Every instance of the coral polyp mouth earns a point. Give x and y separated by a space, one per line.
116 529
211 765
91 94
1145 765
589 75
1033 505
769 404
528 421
++++++
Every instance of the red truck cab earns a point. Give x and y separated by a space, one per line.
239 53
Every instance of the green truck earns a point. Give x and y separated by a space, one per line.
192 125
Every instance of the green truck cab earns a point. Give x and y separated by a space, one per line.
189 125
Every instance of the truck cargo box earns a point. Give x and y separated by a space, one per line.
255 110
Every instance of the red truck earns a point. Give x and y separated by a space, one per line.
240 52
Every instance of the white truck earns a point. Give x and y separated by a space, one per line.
++++++
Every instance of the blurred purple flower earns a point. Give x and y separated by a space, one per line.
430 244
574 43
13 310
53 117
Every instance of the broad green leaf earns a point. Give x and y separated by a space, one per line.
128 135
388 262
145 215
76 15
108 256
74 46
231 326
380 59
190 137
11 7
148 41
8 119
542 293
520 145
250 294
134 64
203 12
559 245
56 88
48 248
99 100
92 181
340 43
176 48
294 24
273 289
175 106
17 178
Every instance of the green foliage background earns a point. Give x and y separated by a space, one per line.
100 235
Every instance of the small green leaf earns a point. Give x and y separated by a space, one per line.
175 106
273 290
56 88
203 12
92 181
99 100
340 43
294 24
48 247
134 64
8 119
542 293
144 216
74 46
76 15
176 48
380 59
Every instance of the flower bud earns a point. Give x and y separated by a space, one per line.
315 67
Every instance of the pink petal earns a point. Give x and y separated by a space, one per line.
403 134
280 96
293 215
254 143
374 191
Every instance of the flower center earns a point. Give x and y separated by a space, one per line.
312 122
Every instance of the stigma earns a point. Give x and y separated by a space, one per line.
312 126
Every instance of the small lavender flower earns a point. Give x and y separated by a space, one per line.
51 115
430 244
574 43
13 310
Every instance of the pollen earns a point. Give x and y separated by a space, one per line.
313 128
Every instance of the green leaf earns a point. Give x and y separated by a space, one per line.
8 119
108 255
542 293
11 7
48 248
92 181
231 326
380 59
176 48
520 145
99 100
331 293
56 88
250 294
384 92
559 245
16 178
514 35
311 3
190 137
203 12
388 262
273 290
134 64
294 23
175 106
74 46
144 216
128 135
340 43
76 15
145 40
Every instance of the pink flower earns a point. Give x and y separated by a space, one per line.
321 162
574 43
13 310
++++++
TASK DIRECTIONS: Pick out each line in the data above that contains the word "pink" and copy those lines in full.

SOLVED PROBLEM:
Every instance of the pink petal earns a point. Give x and y separated by a space, one per line.
Every instance of the pink flower earns a point. Give x and y separated by a space, one per line.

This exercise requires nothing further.